■ **Exercise requirements**: Reproduce only the lines from the line containing "Shelf audit: locate every instance of the green shrub" to the end of the entries below, including both of those lines.

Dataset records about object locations

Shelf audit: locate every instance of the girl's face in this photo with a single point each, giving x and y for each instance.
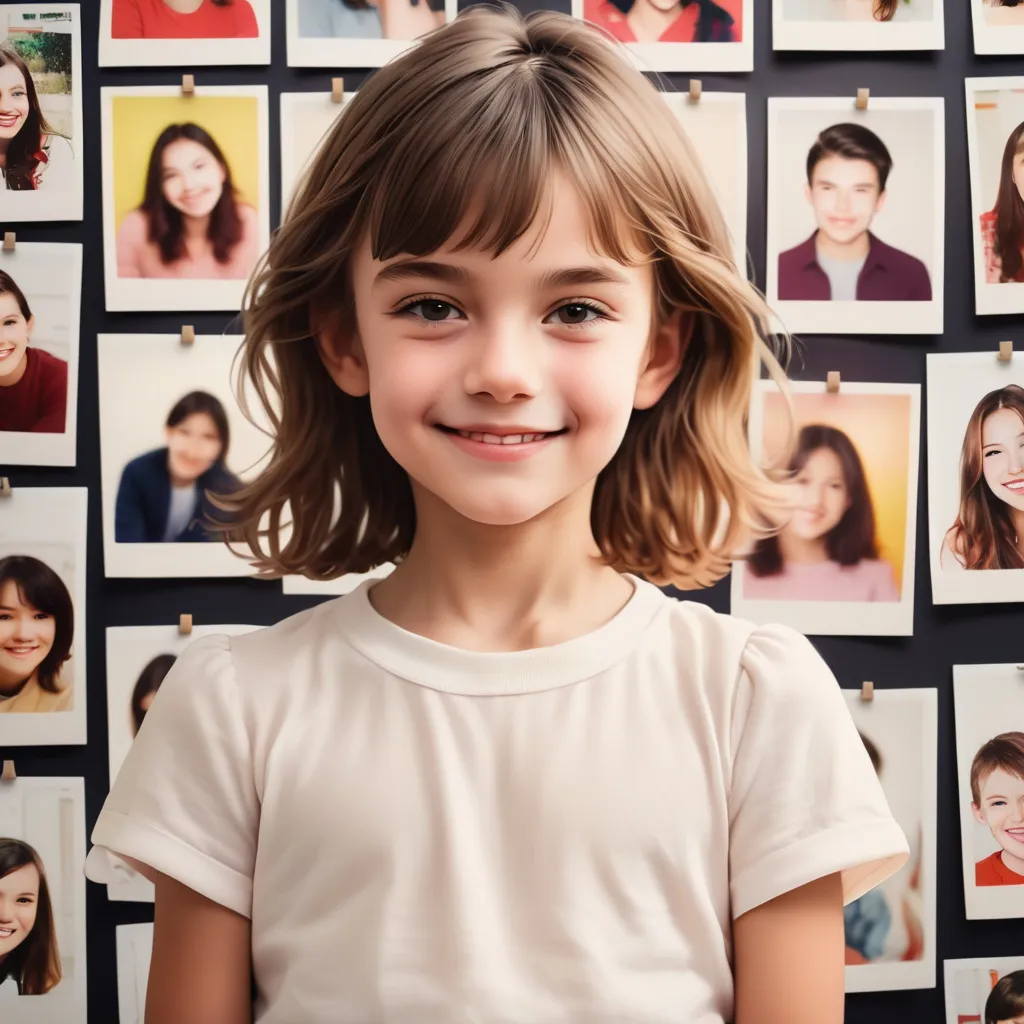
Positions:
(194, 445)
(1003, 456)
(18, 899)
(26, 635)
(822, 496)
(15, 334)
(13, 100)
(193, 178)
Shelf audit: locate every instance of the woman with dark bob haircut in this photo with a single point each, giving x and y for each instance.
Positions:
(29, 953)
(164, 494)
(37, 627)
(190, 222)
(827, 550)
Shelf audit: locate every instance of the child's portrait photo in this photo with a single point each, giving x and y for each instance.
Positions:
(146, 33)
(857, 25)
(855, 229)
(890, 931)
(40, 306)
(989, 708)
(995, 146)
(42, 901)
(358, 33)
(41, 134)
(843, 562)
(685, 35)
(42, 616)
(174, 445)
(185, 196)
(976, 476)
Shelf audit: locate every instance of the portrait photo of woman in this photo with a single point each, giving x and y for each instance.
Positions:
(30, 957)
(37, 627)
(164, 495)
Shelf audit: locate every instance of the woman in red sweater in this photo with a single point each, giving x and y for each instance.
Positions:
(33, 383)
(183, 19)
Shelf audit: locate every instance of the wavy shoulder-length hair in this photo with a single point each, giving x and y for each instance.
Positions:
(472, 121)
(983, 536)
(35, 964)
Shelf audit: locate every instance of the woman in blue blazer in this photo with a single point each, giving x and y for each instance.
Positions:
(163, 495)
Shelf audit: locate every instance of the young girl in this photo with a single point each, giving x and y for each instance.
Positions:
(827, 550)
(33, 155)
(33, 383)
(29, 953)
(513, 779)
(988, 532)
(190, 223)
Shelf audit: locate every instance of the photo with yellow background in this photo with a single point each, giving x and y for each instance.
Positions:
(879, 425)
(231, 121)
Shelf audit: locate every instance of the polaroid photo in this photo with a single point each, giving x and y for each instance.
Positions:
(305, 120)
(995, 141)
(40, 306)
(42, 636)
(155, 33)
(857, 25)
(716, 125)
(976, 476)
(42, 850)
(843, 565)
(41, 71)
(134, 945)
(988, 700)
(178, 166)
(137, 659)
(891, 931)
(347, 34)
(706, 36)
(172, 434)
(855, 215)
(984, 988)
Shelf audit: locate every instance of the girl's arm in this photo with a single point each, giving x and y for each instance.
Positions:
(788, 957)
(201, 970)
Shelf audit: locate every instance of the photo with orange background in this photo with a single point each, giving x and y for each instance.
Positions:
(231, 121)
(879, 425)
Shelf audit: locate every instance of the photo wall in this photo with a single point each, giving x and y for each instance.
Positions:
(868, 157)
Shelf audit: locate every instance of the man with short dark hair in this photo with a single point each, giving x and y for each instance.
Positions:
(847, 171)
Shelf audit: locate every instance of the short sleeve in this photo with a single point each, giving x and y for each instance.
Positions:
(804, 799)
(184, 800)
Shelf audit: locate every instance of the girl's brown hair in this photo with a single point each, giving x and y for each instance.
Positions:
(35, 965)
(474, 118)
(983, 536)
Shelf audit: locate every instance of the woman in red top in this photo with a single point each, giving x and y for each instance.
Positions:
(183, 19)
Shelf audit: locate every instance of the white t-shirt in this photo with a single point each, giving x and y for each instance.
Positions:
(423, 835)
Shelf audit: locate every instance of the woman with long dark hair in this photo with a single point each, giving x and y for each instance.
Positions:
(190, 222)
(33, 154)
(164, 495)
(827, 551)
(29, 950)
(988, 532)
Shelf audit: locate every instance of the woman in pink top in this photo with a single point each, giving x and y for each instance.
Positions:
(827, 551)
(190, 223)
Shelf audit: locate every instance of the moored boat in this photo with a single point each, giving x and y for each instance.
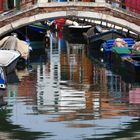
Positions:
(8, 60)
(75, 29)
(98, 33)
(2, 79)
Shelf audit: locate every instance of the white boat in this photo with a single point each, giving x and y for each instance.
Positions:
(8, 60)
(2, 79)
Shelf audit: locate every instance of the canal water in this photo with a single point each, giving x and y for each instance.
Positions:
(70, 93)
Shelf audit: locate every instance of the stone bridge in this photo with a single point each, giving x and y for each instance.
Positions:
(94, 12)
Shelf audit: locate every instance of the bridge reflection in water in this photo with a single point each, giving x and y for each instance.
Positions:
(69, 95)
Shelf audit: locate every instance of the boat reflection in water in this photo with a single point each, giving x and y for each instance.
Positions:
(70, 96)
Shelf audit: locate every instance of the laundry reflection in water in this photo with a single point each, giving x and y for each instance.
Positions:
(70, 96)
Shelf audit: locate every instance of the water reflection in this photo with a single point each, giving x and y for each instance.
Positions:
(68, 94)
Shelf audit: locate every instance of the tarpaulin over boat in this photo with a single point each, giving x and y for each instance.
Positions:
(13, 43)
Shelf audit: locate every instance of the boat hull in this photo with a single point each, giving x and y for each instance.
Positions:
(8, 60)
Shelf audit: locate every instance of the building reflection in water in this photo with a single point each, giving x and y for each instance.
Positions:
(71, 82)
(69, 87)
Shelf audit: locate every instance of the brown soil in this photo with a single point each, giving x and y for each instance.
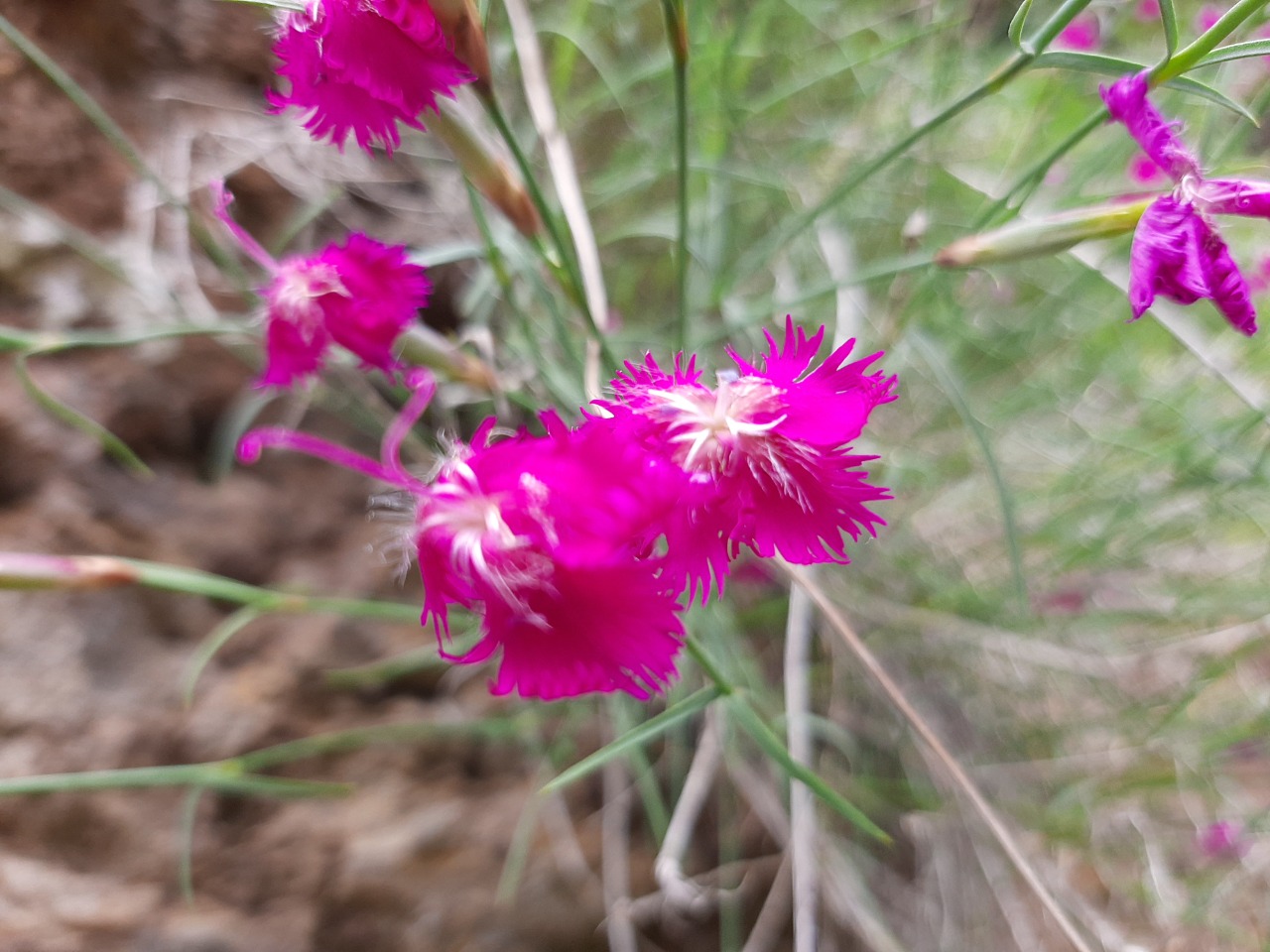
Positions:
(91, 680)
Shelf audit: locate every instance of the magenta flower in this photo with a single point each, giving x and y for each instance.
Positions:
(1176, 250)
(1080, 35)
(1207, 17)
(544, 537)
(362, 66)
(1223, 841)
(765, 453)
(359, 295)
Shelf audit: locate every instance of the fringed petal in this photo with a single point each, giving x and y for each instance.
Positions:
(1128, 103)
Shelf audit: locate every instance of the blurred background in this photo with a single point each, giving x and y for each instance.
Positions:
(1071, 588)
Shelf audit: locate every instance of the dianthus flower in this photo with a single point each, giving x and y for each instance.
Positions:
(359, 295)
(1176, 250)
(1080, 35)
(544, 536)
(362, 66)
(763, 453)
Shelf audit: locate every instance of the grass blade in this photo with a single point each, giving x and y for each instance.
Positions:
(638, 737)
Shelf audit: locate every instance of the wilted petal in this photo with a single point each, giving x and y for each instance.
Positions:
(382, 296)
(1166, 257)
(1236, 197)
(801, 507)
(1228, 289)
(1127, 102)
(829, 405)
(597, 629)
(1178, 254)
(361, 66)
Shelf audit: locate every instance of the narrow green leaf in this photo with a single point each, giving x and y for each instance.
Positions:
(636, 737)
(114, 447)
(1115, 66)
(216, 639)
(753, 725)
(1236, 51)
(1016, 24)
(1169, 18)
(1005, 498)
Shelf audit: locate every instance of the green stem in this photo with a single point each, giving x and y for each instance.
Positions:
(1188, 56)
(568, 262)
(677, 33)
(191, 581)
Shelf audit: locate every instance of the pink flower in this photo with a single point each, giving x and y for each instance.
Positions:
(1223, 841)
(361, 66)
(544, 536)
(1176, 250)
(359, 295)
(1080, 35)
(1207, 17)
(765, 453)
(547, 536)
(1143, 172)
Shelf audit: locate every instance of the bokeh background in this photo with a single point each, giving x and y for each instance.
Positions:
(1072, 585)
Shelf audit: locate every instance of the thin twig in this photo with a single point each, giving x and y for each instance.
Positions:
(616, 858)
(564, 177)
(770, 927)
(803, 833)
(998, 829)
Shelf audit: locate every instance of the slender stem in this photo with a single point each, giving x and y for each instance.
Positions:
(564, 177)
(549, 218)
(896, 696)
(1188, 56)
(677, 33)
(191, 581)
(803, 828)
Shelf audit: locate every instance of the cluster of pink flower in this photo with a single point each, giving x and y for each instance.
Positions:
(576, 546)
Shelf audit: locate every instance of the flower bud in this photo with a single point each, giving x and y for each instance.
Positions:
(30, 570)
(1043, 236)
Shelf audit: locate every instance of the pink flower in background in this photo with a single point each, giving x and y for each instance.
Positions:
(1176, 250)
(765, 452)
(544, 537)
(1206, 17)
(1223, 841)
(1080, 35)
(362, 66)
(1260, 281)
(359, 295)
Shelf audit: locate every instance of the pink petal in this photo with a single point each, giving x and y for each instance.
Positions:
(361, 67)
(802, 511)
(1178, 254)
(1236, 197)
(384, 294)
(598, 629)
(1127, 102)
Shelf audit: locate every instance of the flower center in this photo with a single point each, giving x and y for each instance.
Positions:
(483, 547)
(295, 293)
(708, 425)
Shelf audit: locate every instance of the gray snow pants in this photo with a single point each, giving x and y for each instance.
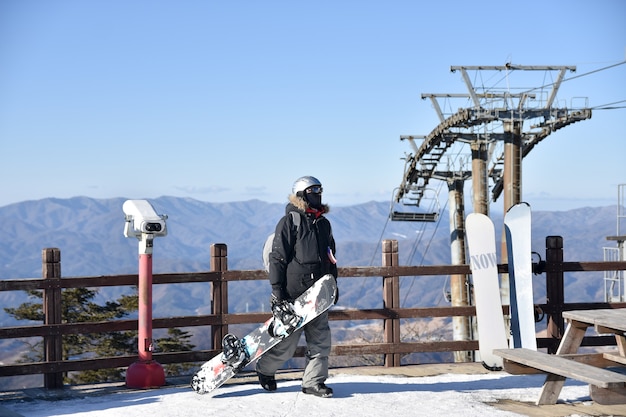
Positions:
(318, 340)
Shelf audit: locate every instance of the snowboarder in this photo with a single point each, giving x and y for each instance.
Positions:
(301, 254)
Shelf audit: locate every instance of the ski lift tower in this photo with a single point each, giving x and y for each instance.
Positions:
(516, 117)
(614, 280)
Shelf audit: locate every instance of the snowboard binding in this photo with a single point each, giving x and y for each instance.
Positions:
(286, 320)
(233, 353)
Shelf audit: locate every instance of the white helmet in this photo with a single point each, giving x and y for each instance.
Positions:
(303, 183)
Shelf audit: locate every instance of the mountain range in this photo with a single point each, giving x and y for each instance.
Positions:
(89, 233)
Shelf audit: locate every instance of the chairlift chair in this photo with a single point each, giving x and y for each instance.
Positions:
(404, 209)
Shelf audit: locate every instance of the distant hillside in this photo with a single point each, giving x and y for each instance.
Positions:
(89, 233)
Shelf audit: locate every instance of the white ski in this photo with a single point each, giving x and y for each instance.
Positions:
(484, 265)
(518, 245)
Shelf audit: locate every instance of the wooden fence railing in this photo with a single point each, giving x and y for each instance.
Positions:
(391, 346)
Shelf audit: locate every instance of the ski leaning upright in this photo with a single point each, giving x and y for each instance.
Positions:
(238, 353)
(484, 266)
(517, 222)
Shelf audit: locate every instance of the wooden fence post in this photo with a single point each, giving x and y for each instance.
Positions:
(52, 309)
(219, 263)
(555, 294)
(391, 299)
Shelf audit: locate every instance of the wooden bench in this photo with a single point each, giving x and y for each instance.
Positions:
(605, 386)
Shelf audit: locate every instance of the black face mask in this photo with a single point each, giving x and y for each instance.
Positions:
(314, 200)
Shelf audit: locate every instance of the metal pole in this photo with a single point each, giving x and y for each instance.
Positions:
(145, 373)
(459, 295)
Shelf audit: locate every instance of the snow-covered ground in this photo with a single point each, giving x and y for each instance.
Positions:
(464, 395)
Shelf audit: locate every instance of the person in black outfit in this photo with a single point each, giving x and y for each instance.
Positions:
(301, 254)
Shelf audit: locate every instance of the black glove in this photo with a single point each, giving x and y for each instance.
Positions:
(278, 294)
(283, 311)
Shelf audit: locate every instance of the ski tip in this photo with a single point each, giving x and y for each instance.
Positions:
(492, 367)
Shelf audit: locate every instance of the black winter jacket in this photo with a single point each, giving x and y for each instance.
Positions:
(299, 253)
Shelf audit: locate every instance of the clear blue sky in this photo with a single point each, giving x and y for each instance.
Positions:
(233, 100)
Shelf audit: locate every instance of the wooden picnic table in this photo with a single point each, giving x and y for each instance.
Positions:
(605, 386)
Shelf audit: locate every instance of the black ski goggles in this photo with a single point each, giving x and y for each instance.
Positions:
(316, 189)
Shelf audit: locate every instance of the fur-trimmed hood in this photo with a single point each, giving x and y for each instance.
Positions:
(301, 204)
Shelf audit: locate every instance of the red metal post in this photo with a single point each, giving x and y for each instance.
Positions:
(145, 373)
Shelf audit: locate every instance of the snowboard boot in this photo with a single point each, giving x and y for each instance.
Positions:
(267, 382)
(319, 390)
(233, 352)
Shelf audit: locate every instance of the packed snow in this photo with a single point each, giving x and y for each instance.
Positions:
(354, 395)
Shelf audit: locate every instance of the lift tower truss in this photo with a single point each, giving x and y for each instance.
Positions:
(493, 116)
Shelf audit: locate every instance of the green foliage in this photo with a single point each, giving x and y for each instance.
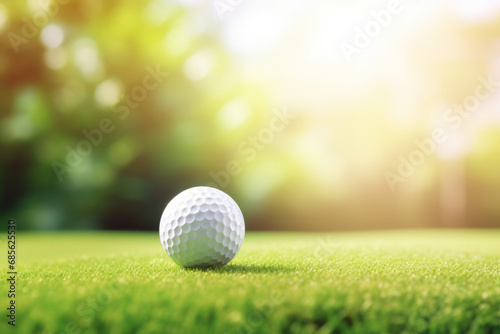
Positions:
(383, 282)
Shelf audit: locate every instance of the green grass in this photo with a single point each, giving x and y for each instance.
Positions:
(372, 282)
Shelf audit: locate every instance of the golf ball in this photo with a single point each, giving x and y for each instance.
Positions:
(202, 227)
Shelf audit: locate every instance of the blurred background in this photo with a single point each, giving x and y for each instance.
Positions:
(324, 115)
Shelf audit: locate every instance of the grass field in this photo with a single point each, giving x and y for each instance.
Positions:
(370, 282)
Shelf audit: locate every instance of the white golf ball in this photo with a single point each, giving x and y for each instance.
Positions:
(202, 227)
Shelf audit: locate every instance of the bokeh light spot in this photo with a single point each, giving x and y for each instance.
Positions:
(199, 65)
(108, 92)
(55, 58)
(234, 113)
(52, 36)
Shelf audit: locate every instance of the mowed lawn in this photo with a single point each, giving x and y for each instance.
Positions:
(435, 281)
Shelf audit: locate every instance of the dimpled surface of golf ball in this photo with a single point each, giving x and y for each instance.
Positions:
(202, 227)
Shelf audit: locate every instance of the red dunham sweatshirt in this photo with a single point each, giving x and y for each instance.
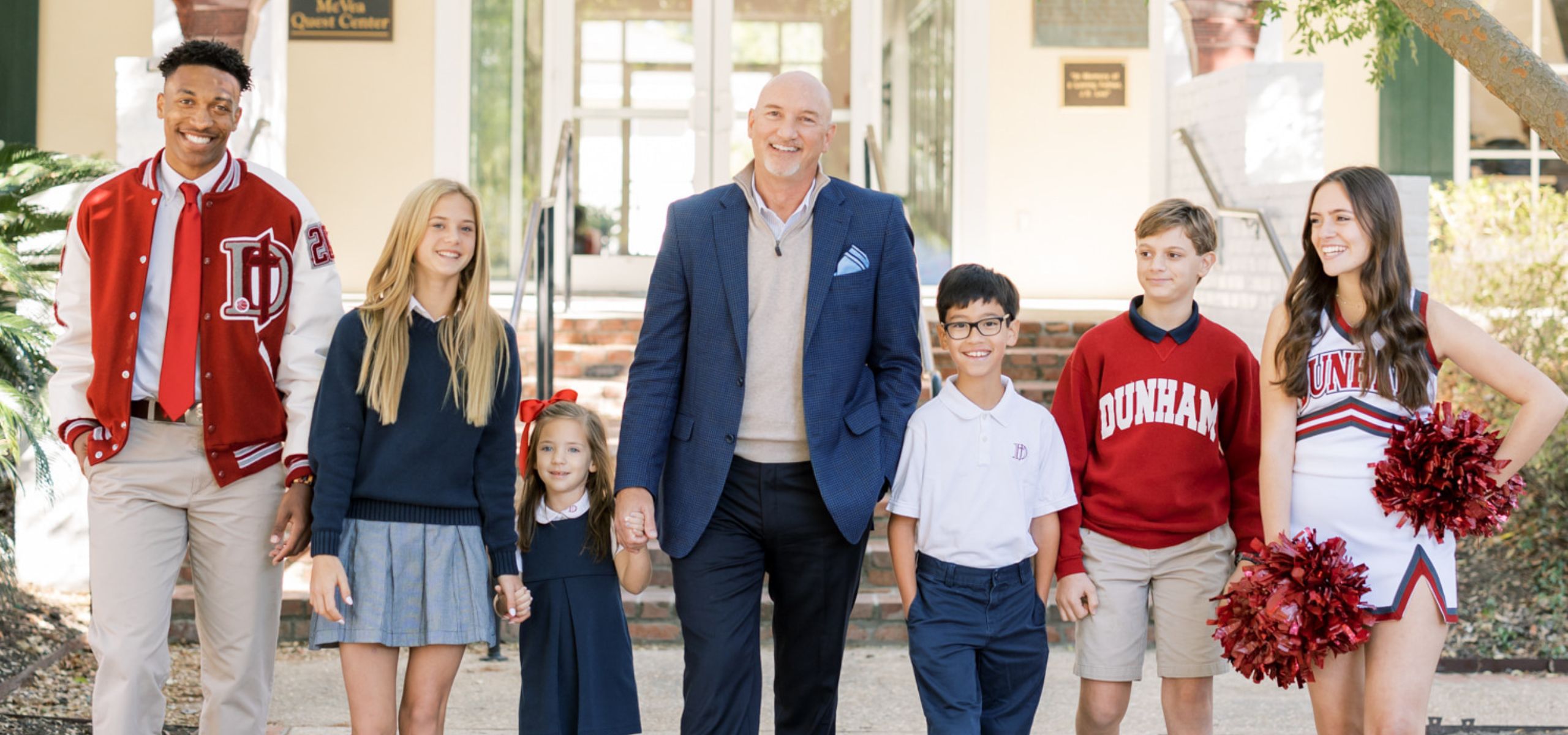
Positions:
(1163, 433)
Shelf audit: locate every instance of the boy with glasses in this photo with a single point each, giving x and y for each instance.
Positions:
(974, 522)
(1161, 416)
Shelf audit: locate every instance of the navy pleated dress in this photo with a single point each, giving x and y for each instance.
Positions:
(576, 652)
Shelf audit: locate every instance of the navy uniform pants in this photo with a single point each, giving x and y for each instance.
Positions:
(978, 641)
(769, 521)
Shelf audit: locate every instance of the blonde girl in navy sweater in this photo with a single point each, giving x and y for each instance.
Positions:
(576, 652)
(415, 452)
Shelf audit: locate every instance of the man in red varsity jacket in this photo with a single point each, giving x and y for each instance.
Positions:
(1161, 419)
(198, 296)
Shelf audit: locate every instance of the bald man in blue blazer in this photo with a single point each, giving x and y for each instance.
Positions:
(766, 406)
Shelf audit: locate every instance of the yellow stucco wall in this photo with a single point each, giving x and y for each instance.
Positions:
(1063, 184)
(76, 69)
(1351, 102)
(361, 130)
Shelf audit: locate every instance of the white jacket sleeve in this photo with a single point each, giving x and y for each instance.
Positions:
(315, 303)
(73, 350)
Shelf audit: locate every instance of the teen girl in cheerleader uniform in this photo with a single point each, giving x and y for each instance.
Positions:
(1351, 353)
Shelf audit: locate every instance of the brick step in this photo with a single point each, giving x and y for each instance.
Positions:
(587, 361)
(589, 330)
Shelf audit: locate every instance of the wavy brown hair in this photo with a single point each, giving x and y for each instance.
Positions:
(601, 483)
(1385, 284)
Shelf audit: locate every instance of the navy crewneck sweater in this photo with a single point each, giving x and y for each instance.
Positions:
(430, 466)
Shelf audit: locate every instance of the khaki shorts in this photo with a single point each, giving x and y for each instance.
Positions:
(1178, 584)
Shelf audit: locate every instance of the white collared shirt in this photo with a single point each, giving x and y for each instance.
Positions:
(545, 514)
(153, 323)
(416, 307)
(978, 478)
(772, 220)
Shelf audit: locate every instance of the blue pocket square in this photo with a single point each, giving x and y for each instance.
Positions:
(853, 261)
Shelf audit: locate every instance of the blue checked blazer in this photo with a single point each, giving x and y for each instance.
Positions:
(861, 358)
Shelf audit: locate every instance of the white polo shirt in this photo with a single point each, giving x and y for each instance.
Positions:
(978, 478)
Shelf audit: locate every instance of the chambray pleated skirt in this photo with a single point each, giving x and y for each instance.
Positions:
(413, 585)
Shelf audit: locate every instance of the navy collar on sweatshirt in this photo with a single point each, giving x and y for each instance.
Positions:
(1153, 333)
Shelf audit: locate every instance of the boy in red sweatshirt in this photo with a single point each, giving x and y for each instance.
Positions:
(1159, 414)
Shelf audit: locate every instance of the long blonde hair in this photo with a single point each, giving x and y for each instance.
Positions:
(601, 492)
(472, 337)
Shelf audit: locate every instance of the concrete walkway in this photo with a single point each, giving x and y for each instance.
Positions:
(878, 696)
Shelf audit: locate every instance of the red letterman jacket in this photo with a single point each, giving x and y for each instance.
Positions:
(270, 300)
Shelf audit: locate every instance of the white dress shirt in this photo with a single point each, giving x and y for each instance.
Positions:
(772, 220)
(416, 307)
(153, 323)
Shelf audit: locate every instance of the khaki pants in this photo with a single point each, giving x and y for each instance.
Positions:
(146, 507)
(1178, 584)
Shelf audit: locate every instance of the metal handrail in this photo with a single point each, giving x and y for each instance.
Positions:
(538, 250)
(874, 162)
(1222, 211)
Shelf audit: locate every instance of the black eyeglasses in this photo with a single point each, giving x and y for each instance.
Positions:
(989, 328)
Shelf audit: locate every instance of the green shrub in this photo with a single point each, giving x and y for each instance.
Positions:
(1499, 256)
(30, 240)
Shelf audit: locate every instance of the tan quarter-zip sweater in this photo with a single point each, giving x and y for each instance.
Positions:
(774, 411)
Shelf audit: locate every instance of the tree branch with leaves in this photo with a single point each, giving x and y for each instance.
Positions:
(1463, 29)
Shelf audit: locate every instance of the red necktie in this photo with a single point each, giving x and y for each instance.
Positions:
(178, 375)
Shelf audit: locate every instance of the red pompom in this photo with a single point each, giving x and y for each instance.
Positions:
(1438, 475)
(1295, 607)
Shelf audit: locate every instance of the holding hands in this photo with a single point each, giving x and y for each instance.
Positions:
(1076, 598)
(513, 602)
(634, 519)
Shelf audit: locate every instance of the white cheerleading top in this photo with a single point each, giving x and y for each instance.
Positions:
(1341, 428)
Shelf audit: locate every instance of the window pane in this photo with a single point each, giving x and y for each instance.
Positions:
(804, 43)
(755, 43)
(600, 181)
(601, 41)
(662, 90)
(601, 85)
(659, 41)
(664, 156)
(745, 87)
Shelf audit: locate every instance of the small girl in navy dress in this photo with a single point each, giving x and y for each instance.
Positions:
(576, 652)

■ **Correct response**:
Shelf audit: locate every instance of the green shrub in this photo with a single point each, giving x and y for each instance.
Positions:
(1499, 256)
(30, 240)
Shelf audit: locate every instance of the tan quarter-zip sweater in this photo with a single point each, giving x and y for each instance.
Positions:
(774, 411)
Shelf audit: locate every instance of the tree branch with leaves in this photo with a single point each, giving x and y for each instance.
Positions:
(1463, 29)
Shelf audit: locate every instance of the red necktie in this photo with a single point each, giving x and y for each instance.
Positions:
(178, 375)
Shelf audit: locate every instance of the red pompom in this photo with a single point each, giving x and y for each instance.
Positions:
(1438, 475)
(1295, 607)
Shelf audit: locate every instance of the holding hands in this photo with a single point each, giving x and y for each instance.
Positions:
(1076, 598)
(513, 602)
(634, 519)
Shelf audit: locate every instance of the white cheerleading top in this photo with a single point each, giving x and y for each instance.
Positions:
(1341, 428)
Shelf audit: locate every instance of the window pane in this photo with a single point each, giving x and y for each instance.
Positions:
(804, 43)
(755, 43)
(600, 181)
(601, 41)
(662, 90)
(601, 85)
(659, 41)
(664, 156)
(745, 87)
Shelf audit: locate every instance of the small girl in navy dress in this photo with a single point each, giving x and y for each instance.
Positions:
(576, 652)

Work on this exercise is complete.